Task brief: Lay out the data below as a Markdown table with the columns Row and Text, where Row is a running number and Text holds one line. Leave out blank lines and pictures.

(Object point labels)
- - - - -

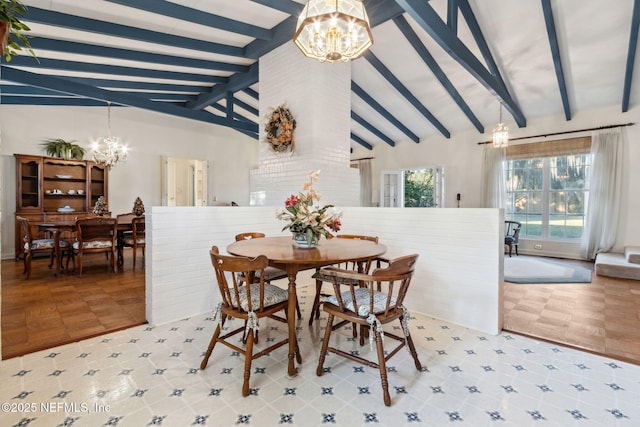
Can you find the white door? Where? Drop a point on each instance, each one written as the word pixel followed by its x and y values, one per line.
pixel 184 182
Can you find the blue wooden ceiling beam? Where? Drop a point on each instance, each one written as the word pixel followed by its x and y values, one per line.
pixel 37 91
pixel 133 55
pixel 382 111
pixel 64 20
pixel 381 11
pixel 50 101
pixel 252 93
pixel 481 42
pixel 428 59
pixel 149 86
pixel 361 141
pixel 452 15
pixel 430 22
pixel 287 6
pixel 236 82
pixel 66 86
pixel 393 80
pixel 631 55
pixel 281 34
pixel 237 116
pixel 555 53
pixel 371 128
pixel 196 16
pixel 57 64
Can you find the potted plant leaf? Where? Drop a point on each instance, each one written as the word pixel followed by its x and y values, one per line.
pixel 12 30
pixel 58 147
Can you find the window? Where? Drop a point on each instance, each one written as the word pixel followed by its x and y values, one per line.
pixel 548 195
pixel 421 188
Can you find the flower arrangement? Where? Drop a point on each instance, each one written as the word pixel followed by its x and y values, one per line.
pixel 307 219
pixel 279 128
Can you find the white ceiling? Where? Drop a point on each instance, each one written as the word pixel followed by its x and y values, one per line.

- - - - -

Exercise solution:
| Row | Text |
|---|---|
| 1 | Can you find the white door? Where? Drop a point on each instance, each one written as the word pixel followed by its x and y values, one per line. |
| 2 | pixel 184 182 |
| 3 | Can you find the blue wooden ceiling beam? Where? Drop a point on each instance, each one written as the word pixel followed by its x and y values, one per line. |
| 4 | pixel 37 91 |
| 5 | pixel 133 55 |
| 6 | pixel 382 111 |
| 7 | pixel 64 20 |
| 8 | pixel 381 11 |
| 9 | pixel 50 101 |
| 10 | pixel 252 93 |
| 11 | pixel 481 42 |
| 12 | pixel 428 59 |
| 13 | pixel 149 86 |
| 14 | pixel 361 141 |
| 15 | pixel 452 15 |
| 16 | pixel 430 22 |
| 17 | pixel 287 6 |
| 18 | pixel 236 82 |
| 19 | pixel 66 86 |
| 20 | pixel 393 80 |
| 21 | pixel 631 55 |
| 22 | pixel 281 34 |
| 23 | pixel 237 116 |
| 24 | pixel 555 53 |
| 25 | pixel 371 128 |
| 26 | pixel 196 16 |
| 27 | pixel 57 64 |
| 28 | Can you find the potted plant leaf? Where? Drop a point on each instance, each one written as the word pixel followed by its x and y values, one per line. |
| 29 | pixel 12 30 |
| 30 | pixel 58 147 |
| 31 | Can you find the window? Where? Drop a point on each instance, each one written as the word pixel followed by its x and y values, one per line. |
| 32 | pixel 548 195 |
| 33 | pixel 421 188 |
| 34 | Can you find the flower arrangement? Where? Drop a point on each instance, each one written as the word pixel followed by its x and y values, one per line. |
| 35 | pixel 307 219 |
| 36 | pixel 279 128 |
| 37 | Can you find the white ceiling? Where? Drop a point on each instance, each one written as the word pixel followed by its x and y values, one per line. |